Problem to solve
Every entry below must be retyped exactly, and the pictures must be left out.

[Collected data]
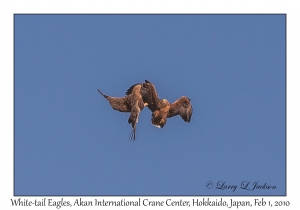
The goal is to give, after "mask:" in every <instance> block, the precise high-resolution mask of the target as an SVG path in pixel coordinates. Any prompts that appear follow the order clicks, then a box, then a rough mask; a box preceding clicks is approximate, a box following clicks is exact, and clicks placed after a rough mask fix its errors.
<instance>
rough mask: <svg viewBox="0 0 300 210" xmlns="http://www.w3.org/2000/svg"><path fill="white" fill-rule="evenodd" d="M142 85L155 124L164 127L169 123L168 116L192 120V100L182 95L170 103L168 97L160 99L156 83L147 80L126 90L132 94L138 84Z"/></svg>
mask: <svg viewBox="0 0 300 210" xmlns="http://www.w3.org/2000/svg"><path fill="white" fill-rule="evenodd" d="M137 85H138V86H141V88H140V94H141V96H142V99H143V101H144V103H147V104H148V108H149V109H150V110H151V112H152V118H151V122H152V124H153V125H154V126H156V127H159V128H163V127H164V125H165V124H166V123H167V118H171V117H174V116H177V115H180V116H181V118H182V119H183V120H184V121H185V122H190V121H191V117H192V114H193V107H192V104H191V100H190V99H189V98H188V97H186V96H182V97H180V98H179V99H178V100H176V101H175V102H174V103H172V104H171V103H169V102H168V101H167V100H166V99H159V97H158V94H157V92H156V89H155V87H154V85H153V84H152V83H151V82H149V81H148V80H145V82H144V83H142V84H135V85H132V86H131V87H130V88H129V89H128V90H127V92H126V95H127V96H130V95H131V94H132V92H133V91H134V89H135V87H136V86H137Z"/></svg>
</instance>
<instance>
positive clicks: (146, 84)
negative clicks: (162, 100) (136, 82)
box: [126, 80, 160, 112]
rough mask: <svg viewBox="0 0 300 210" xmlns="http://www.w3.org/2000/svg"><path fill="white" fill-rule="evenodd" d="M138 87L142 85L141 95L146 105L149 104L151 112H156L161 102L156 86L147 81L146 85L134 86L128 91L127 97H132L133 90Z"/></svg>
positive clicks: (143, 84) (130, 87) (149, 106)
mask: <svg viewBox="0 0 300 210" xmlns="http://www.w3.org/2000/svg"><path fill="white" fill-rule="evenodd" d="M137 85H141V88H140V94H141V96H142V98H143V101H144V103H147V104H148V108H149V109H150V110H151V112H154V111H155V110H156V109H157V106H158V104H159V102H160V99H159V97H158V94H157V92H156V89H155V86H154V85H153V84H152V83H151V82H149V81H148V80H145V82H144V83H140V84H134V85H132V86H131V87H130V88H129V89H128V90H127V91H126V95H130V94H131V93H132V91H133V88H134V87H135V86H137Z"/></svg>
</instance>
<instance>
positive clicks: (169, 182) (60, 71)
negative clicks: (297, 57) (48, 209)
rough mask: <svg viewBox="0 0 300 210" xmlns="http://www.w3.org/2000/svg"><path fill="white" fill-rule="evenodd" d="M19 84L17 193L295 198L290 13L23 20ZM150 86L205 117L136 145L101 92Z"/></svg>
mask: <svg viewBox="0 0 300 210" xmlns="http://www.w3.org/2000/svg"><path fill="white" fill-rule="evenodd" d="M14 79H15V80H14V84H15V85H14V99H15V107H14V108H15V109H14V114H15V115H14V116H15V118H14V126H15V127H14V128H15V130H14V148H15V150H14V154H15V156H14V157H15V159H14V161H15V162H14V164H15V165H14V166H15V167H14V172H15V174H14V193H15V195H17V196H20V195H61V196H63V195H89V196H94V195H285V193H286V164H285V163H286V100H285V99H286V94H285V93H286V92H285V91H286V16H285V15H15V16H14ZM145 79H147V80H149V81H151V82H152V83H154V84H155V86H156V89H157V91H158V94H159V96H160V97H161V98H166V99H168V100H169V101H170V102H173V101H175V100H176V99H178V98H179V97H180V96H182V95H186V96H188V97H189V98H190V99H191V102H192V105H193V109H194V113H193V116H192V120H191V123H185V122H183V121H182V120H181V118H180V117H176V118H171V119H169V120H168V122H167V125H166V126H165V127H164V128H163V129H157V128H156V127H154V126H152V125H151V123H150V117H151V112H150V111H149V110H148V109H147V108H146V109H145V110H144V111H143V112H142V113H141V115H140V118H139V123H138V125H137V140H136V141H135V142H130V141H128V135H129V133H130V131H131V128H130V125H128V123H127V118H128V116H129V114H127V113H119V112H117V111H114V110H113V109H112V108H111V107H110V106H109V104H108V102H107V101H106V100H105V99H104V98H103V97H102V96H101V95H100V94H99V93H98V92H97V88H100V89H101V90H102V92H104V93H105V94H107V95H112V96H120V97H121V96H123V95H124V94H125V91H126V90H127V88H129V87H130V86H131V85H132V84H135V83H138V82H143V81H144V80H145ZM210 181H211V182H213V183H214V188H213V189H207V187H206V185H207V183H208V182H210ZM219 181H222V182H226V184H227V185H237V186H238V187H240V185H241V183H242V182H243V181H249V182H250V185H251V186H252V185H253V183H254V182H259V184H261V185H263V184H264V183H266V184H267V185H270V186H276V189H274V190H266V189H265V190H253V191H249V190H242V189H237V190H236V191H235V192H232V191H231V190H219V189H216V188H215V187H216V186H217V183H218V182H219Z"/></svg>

Output for this task
The goal is to give, after "mask:" in every <instance> block, the precise high-resolution mask of the target as an SVG path in pixel coordinates. Any prompts that appear follow the order clicks, then a box, then a rough mask; a box preceding clicks is approximate, a box following clicks is exact, and clicks placed after a rough mask fix its errors.
<instance>
rough mask: <svg viewBox="0 0 300 210" xmlns="http://www.w3.org/2000/svg"><path fill="white" fill-rule="evenodd" d="M142 85L155 124L164 127L169 123L168 116L192 120V100L182 95L170 103L168 97L160 99L156 83L147 80L126 90L132 94L138 84Z"/></svg>
mask: <svg viewBox="0 0 300 210" xmlns="http://www.w3.org/2000/svg"><path fill="white" fill-rule="evenodd" d="M137 85H138V86H141V88H140V94H141V96H142V99H143V101H144V103H147V104H148V108H149V109H150V110H151V112H152V118H151V122H152V124H153V125H154V126H156V127H159V128H163V127H164V125H165V124H166V123H167V118H171V117H174V116H177V115H180V116H181V118H182V119H183V120H184V121H185V122H190V121H191V117H192V114H193V107H192V104H191V100H190V99H189V98H188V97H186V96H182V97H180V98H179V99H178V100H176V101H175V102H174V103H172V104H171V103H169V102H168V101H167V100H166V99H159V97H158V94H157V92H156V89H155V87H154V85H153V84H152V83H151V82H149V81H148V80H145V82H144V83H142V84H135V85H132V86H131V87H130V88H129V89H128V90H127V92H126V95H127V96H130V95H131V94H132V92H133V91H134V89H135V87H136V86H137Z"/></svg>
</instance>
<instance>
positive clicks: (146, 84)
negative clicks: (162, 100) (136, 82)
box: [126, 80, 160, 112]
rough mask: <svg viewBox="0 0 300 210" xmlns="http://www.w3.org/2000/svg"><path fill="white" fill-rule="evenodd" d="M138 87L142 85L141 95L146 105L149 104L151 112H156L161 102L156 86L147 81L146 85L134 86L128 91L127 97H132L133 90Z"/></svg>
positive clicks: (143, 84) (130, 87) (149, 106)
mask: <svg viewBox="0 0 300 210" xmlns="http://www.w3.org/2000/svg"><path fill="white" fill-rule="evenodd" d="M137 85H141V88H140V94H141V96H142V98H143V101H144V103H147V104H148V108H149V109H150V110H151V112H154V111H155V110H156V109H157V106H158V104H159V102H160V99H159V97H158V94H157V92H156V89H155V86H154V85H153V84H152V83H151V82H149V81H148V80H145V82H144V83H140V84H134V85H132V86H131V87H130V88H129V89H128V90H127V91H126V95H130V94H131V93H132V91H133V88H134V87H135V86H137Z"/></svg>
</instance>
<instance>
positive clicks: (169, 182) (60, 71)
negative clicks: (297, 57) (48, 209)
rough mask: <svg viewBox="0 0 300 210" xmlns="http://www.w3.org/2000/svg"><path fill="white" fill-rule="evenodd" d="M19 84L17 193L295 198L290 13L23 20ZM150 86L205 117L136 145L101 92Z"/></svg>
mask: <svg viewBox="0 0 300 210" xmlns="http://www.w3.org/2000/svg"><path fill="white" fill-rule="evenodd" d="M14 79H15V80H14V84H15V85H14V99H15V107H14V108H15V109H14V114H15V115H14V116H15V118H14V126H15V127H14V128H15V130H14V148H15V150H14V154H15V156H14V157H15V159H14V161H15V162H14V164H15V165H14V166H15V167H14V172H15V174H14V193H15V195H17V196H20V195H61V196H63V195H89V196H94V195H285V193H286V164H285V163H286V100H285V99H286V94H285V93H286V92H285V91H286V16H285V15H15V16H14ZM145 79H147V80H149V81H151V82H152V83H154V84H155V86H156V89H157V91H158V94H159V96H160V97H161V98H166V99H168V100H169V101H170V102H173V101H175V100H176V99H178V98H179V97H180V96H182V95H186V96H188V97H189V98H190V99H191V102H192V105H193V109H194V113H193V116H192V120H191V123H185V122H183V121H182V120H181V118H180V117H176V118H171V119H169V120H168V122H167V125H166V126H165V127H164V128H163V129H157V128H156V127H154V126H152V125H151V123H150V117H151V112H150V111H149V110H148V109H147V108H146V109H145V110H144V111H143V112H142V113H141V115H140V118H139V123H138V125H137V140H136V141H135V142H130V141H128V135H129V133H130V131H131V128H130V125H128V123H127V118H128V116H129V114H127V113H119V112H117V111H114V110H113V109H112V108H111V107H110V106H109V104H108V102H107V101H106V100H105V99H104V98H103V97H102V96H101V95H100V94H99V93H98V92H97V88H100V89H101V90H102V92H104V93H105V94H107V95H112V96H120V97H121V96H123V95H124V94H125V91H126V90H127V88H129V87H130V86H131V85H132V84H135V83H138V82H143V81H144V80H145ZM210 181H211V182H213V183H214V188H213V189H207V187H206V185H207V183H208V182H210ZM219 181H222V182H226V184H227V185H237V186H238V187H240V185H241V183H242V182H243V181H249V182H250V185H251V186H252V185H253V183H254V182H259V184H261V185H263V184H264V183H266V184H267V185H270V186H276V189H274V190H266V189H265V190H253V191H249V190H242V189H237V190H236V191H235V192H232V191H231V190H219V189H216V188H215V187H216V186H217V183H218V182H219Z"/></svg>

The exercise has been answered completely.